===== EXTRACTED MATERIAL =====

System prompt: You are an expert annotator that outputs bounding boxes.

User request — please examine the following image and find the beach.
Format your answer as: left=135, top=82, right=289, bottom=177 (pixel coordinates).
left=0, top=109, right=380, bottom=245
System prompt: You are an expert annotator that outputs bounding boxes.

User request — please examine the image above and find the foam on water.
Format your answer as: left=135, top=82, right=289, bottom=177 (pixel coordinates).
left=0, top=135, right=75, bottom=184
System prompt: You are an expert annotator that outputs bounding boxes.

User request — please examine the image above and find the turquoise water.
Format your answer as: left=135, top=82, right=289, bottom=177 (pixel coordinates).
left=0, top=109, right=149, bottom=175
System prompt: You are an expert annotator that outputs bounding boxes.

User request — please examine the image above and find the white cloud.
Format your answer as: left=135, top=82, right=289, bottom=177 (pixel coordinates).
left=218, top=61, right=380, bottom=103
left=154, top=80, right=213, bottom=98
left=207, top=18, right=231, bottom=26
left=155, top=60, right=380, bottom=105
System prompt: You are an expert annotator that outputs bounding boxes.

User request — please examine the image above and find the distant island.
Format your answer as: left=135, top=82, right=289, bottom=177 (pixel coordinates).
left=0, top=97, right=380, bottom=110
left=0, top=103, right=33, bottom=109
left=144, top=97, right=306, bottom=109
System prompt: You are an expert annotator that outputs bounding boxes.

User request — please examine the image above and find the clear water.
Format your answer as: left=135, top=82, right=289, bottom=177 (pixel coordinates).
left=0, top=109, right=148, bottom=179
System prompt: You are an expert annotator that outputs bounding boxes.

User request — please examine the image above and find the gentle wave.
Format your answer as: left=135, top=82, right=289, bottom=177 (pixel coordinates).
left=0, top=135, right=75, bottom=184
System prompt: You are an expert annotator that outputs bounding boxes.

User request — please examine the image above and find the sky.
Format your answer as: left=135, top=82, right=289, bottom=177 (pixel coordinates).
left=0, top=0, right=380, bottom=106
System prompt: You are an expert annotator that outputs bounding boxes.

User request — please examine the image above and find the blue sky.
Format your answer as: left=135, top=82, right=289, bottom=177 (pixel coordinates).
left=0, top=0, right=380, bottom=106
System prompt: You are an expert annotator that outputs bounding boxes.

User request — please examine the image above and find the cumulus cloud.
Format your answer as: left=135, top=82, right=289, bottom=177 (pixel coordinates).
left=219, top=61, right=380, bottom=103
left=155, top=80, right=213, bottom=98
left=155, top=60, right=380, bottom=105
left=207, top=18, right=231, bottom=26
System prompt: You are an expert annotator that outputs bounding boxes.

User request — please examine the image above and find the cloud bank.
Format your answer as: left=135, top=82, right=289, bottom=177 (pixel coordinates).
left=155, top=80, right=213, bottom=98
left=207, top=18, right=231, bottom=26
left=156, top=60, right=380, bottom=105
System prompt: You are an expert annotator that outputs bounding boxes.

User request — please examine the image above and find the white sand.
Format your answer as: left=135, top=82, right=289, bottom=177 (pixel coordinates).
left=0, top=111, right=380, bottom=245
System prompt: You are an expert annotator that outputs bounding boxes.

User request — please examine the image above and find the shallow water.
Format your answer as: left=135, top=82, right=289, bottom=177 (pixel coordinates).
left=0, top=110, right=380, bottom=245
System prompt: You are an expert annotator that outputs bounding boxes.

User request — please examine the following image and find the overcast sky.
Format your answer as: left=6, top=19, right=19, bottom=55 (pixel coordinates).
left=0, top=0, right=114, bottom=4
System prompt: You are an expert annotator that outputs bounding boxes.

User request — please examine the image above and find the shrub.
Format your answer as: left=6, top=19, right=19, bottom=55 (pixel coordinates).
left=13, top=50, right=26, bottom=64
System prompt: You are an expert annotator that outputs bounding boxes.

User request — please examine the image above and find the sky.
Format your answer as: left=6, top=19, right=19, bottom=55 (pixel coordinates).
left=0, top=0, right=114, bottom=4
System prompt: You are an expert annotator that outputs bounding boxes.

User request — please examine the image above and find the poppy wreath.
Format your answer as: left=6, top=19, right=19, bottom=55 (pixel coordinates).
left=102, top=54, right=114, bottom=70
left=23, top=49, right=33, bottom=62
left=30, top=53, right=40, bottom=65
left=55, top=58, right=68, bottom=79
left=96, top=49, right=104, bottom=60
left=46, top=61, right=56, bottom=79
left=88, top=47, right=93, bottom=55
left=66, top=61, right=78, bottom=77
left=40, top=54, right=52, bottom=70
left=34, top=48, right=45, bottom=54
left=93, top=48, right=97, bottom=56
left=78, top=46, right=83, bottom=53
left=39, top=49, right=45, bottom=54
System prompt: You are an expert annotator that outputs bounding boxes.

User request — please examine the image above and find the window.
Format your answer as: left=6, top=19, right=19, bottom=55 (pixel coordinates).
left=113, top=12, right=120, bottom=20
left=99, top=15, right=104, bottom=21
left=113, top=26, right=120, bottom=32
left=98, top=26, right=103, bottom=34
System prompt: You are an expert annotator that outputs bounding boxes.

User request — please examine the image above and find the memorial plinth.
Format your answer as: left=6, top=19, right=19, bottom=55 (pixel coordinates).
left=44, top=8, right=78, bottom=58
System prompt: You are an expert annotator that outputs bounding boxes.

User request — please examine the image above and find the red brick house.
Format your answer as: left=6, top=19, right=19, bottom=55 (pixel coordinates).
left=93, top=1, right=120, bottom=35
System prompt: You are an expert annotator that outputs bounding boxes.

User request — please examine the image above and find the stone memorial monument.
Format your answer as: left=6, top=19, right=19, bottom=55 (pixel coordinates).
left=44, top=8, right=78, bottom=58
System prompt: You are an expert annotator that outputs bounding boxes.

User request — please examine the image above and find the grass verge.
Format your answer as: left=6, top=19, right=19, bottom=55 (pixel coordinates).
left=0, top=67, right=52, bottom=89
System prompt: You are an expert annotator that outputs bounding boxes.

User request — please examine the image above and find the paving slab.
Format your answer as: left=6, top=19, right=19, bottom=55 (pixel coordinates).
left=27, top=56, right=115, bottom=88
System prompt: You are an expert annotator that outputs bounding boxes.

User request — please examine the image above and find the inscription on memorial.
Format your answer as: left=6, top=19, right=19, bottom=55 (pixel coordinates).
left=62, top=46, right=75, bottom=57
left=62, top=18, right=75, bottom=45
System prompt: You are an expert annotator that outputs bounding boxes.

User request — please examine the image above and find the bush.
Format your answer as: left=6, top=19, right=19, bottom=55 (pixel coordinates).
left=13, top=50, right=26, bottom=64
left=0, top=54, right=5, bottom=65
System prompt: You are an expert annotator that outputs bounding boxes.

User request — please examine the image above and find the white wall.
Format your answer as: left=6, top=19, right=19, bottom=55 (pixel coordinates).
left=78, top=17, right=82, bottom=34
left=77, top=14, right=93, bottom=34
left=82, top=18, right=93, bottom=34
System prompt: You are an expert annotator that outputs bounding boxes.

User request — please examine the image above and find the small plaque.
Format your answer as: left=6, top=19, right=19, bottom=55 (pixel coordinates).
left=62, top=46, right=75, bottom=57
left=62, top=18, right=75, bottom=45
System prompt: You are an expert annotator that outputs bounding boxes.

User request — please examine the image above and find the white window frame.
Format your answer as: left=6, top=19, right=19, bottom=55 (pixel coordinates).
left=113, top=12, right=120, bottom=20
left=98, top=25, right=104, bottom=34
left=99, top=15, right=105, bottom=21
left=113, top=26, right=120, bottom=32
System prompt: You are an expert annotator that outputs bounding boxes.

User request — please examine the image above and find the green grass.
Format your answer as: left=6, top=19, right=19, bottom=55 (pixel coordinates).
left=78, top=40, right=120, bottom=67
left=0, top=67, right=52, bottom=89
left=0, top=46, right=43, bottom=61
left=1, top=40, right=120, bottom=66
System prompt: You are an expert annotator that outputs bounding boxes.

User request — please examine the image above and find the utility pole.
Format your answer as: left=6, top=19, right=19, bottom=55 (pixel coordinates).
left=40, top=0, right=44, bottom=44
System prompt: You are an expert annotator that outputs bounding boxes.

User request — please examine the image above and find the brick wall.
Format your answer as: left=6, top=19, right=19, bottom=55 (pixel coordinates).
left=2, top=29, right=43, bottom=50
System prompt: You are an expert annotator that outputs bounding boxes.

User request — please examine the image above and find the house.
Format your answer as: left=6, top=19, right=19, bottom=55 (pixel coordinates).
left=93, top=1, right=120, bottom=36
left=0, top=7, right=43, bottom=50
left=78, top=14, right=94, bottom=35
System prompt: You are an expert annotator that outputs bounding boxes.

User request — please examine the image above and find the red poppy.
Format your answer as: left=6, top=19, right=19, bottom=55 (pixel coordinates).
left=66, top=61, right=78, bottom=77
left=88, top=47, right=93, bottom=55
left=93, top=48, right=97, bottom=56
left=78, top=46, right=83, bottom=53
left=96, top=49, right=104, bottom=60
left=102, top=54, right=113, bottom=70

=====

▶ [PROBLEM DESCRIPTION] Copy out the lines above again, requests included. Begin at the very first line and stop after the one that has "left=0, top=109, right=149, bottom=175". In the answers only, multiply each box coordinate by 1.9 and round to a whole number, rounding halves up.

▶ [OUTPUT FOR THIS EXERCISE]
System prompt: You are an expert annotator that outputs bounding boxes.

User request — please examine the following image and find the beach.
Format your answer as: left=135, top=82, right=289, bottom=177 (pixel coordinates).
left=0, top=207, right=722, bottom=466
System prompt: You are an expert annotator that outputs bounding boxes.

User request — please examine the image above and find the foam on water.
Format your answer as: left=135, top=82, right=289, bottom=177 (pixel coordinates).
left=0, top=257, right=143, bottom=350
System prompt: You are an expert annotator that outputs bounding boxes.

User request — please examine the image above and find the turquoise water.
Format your answer as: left=135, top=82, right=289, bottom=177 (pixel coordinates).
left=0, top=207, right=283, bottom=333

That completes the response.